▶ [REQUIREMENTS]:
Every entry below must be repeated exactly; skip the pictures.

▶ [RECORDED DATA]:
========

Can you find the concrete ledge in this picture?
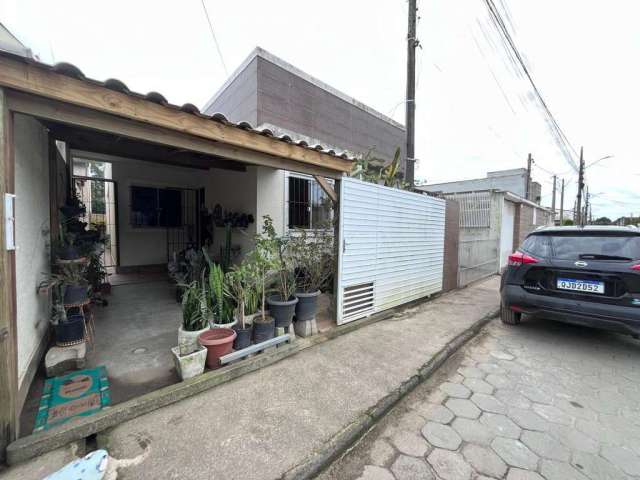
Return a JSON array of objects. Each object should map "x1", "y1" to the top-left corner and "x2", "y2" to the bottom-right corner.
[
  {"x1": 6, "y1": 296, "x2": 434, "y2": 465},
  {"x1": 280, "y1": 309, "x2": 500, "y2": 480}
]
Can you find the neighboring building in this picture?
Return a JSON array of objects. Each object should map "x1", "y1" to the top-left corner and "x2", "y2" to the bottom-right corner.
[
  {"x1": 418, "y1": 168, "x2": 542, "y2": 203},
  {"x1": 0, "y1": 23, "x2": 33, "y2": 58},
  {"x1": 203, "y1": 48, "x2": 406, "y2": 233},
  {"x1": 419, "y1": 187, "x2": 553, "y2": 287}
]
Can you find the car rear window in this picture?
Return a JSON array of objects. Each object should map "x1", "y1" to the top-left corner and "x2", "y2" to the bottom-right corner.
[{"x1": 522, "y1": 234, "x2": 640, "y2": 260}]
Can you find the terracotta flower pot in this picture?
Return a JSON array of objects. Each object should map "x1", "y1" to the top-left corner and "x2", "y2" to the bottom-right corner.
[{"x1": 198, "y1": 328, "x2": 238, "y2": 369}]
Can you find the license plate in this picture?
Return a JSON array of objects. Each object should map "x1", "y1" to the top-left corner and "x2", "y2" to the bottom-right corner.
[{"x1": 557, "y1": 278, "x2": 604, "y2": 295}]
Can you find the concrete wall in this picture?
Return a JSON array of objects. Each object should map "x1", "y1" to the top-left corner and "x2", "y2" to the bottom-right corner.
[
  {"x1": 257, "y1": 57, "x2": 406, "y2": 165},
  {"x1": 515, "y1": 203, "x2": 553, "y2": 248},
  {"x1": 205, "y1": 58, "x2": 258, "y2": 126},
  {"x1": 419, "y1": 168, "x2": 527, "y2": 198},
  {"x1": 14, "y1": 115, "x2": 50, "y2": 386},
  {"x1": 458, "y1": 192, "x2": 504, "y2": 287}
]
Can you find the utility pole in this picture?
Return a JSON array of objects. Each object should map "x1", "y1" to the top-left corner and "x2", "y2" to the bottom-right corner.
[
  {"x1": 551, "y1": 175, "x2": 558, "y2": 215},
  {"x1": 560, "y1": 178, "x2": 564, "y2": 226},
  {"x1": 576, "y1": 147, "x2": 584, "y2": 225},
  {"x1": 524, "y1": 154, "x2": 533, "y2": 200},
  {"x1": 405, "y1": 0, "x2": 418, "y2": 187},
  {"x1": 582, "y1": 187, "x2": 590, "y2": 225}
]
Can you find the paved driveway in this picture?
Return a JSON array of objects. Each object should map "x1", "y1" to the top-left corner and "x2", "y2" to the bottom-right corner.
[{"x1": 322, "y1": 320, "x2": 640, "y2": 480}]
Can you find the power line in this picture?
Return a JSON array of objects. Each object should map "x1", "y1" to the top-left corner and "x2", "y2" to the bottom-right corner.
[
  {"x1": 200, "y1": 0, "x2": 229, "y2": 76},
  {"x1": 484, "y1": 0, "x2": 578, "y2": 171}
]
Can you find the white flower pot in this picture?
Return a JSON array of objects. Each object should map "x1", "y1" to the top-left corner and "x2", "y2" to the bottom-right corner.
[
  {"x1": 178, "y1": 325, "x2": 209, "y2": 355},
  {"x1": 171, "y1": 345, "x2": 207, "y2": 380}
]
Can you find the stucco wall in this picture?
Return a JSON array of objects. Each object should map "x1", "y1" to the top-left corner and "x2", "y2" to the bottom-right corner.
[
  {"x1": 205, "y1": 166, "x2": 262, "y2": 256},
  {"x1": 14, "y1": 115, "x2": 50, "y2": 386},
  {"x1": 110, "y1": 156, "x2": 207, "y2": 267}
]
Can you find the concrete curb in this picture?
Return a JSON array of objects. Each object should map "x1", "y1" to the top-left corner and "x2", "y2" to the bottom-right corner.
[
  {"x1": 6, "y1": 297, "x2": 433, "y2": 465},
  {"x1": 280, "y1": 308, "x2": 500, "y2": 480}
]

========

▶ [FINISHED TASK]:
Can you find the concrete ledge in this picture?
Return a JSON array of objects. Each object should map "x1", "y1" to the top-left corner and "x2", "y2" to the bottom-right corner.
[
  {"x1": 6, "y1": 296, "x2": 434, "y2": 465},
  {"x1": 280, "y1": 309, "x2": 500, "y2": 480}
]
Can you find the neighboring building in this picture?
Return a JSON array of objects. Each object should map "x1", "y1" to the top-left corner and "x2", "y2" to the bottom-right corner.
[
  {"x1": 418, "y1": 168, "x2": 542, "y2": 203},
  {"x1": 0, "y1": 23, "x2": 33, "y2": 58},
  {"x1": 203, "y1": 48, "x2": 406, "y2": 233},
  {"x1": 419, "y1": 187, "x2": 553, "y2": 287}
]
Can you find the car rear window in this picture?
Return a JSON array of objects. Each object should map "x1", "y1" to the top-left corner and "x2", "y2" to the bottom-right corner.
[{"x1": 522, "y1": 234, "x2": 640, "y2": 260}]
Can you find the terracotta flower pot in this picture?
Return a JSON array of objects. Each object should map "x1", "y1" to the top-left corner and "x2", "y2" to the bottom-right corner.
[{"x1": 198, "y1": 328, "x2": 238, "y2": 369}]
Can you find the license plate in this picture?
Return a JSON array of objects. Each object should map "x1", "y1" to the top-left corner and "x2", "y2" to the bottom-right corner.
[{"x1": 557, "y1": 278, "x2": 604, "y2": 295}]
Can you find the concrete wall in this picture?
Return a JSON array of objects. Each object should map "x1", "y1" to the top-left corner and "x2", "y2" to the bottom-right corner.
[
  {"x1": 257, "y1": 57, "x2": 406, "y2": 165},
  {"x1": 515, "y1": 203, "x2": 553, "y2": 248},
  {"x1": 205, "y1": 58, "x2": 258, "y2": 126},
  {"x1": 419, "y1": 168, "x2": 527, "y2": 198},
  {"x1": 14, "y1": 115, "x2": 50, "y2": 386},
  {"x1": 458, "y1": 192, "x2": 504, "y2": 287}
]
Can you find the utility pole in this picture?
Return a JSON array of objects. Each object should map "x1", "y1" to the top-left corner and "x2", "y2" to the bottom-right corner.
[
  {"x1": 551, "y1": 175, "x2": 558, "y2": 215},
  {"x1": 560, "y1": 178, "x2": 564, "y2": 226},
  {"x1": 576, "y1": 147, "x2": 584, "y2": 225},
  {"x1": 524, "y1": 154, "x2": 533, "y2": 200},
  {"x1": 405, "y1": 0, "x2": 418, "y2": 187},
  {"x1": 582, "y1": 187, "x2": 590, "y2": 225}
]
Can you find the paved driveway in this picture?
Return a JSON array of objects. Each object should map "x1", "y1" to the top-left corner and "x2", "y2" to the bottom-right corner.
[{"x1": 322, "y1": 320, "x2": 640, "y2": 480}]
Can you find the power line in this picture?
Return a JSON array of objects. Each object should map "x1", "y1" to the top-left corner and "x2", "y2" to the bottom-right corner.
[
  {"x1": 200, "y1": 0, "x2": 229, "y2": 76},
  {"x1": 484, "y1": 0, "x2": 578, "y2": 171}
]
Can you find the white flower pot in this picture?
Return a JSON array of objects. Each object should map "x1", "y1" to the top-left corner and "x2", "y2" to the bottom-right corner.
[
  {"x1": 178, "y1": 325, "x2": 209, "y2": 355},
  {"x1": 171, "y1": 345, "x2": 207, "y2": 380}
]
Can you find the stucco wall in this picture?
Return a JSON array of objects. Each object should map "x1", "y1" to the top-left corner and "x2", "y2" to the bottom-right corner.
[
  {"x1": 205, "y1": 166, "x2": 262, "y2": 256},
  {"x1": 14, "y1": 115, "x2": 50, "y2": 386},
  {"x1": 110, "y1": 156, "x2": 207, "y2": 267}
]
Can you find the concrete curb in this picture?
Return a JSON array of objects. Each object should map "x1", "y1" to the top-left corner and "x2", "y2" to the bottom-right corner.
[
  {"x1": 6, "y1": 297, "x2": 433, "y2": 465},
  {"x1": 280, "y1": 308, "x2": 500, "y2": 480}
]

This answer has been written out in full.